WHAT TO DO —
Copy out all the records exactly.

Stored dataset items
========================================================================

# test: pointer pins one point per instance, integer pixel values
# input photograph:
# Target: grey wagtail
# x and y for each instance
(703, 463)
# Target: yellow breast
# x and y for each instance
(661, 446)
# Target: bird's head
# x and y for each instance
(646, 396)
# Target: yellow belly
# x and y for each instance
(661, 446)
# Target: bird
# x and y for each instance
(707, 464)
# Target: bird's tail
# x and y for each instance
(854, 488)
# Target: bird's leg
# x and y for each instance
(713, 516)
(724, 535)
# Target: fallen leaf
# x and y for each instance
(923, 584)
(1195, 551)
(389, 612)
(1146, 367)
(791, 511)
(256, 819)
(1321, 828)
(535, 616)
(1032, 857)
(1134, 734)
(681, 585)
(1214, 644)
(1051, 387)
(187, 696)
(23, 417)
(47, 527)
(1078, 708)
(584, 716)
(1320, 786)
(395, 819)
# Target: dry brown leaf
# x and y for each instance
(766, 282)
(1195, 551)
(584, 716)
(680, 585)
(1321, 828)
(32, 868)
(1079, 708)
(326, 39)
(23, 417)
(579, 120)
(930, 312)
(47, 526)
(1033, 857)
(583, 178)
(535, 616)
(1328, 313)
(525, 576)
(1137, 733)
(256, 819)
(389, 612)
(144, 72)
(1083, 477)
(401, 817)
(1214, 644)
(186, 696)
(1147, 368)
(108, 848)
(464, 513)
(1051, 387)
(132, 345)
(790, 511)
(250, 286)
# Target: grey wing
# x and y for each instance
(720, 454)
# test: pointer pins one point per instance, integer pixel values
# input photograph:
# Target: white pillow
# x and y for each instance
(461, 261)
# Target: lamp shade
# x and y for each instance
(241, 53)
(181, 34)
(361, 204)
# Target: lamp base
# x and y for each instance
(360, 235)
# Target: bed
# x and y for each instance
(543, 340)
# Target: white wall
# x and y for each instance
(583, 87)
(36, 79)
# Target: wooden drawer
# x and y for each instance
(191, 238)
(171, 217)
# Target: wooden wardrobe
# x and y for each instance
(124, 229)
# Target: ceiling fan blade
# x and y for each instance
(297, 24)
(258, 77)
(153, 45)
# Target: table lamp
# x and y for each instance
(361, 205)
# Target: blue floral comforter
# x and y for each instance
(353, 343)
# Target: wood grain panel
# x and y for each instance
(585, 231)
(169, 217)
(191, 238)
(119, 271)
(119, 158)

========================================================================

ANSWER FOR THE TASK —
# test: pointer pins one point per instance, integer pixel values
# input photograph:
# Target: grey wagtail
# x and y for each instance
(703, 463)
# Target: yellow breast
# x and y for each instance
(661, 446)
# Target: bird's head
# x and y for each instance
(646, 396)
# Target: yellow belly
# x and y for each instance
(661, 446)
# Target: bird
# x and y for each instance
(707, 464)
# Target: bird's tail
# x and y for each instance
(854, 488)
# Target: bird's leg
# x and y for each instance
(713, 516)
(724, 535)
# Target: fallen leaf
# x and y for each instance
(923, 584)
(1195, 551)
(389, 612)
(1146, 367)
(791, 511)
(256, 819)
(1321, 828)
(535, 616)
(1032, 857)
(1134, 734)
(681, 585)
(1214, 644)
(1051, 387)
(187, 696)
(23, 417)
(47, 527)
(1078, 708)
(584, 716)
(1320, 786)
(395, 819)
# Target: dry brown leaf
# x and y for each instance
(766, 282)
(1195, 551)
(584, 716)
(680, 585)
(1321, 828)
(32, 868)
(1079, 708)
(326, 39)
(23, 417)
(579, 120)
(930, 312)
(47, 526)
(1033, 857)
(583, 178)
(535, 616)
(1328, 313)
(525, 576)
(1137, 733)
(256, 819)
(389, 612)
(144, 72)
(1083, 477)
(401, 817)
(1214, 644)
(186, 696)
(1147, 368)
(108, 848)
(464, 513)
(1051, 387)
(132, 345)
(790, 511)
(250, 286)
# Target: grey wing
# x and y for each instance
(720, 454)
# test: pointer pins one point per instance, integer pixel values
# input photograph:
# Target: white pillow
# x and y for each instance
(461, 261)
# Target: lamp shade
# x and y for each instance
(241, 53)
(181, 34)
(361, 204)
# Target: lamp base
# x and y for each instance
(360, 235)
# Target: bed
# x and y for each instance
(543, 340)
# Target: white wall
# x and y for each instance
(583, 87)
(36, 79)
# Target: wooden drawer
# x and y for each instance
(191, 238)
(171, 217)
# Target: wooden wardrobe
# x and y for each instance
(124, 229)
# Target: ceiling fan blade
# x and y for each instance
(297, 24)
(258, 77)
(153, 45)
# Target: table lamp
# x and y for each instance
(361, 205)
# Target: blue floral comforter
# x and y for each instance
(353, 343)
# Target: wood grain panel
# x and y for each instance
(585, 231)
(169, 217)
(191, 238)
(119, 271)
(119, 158)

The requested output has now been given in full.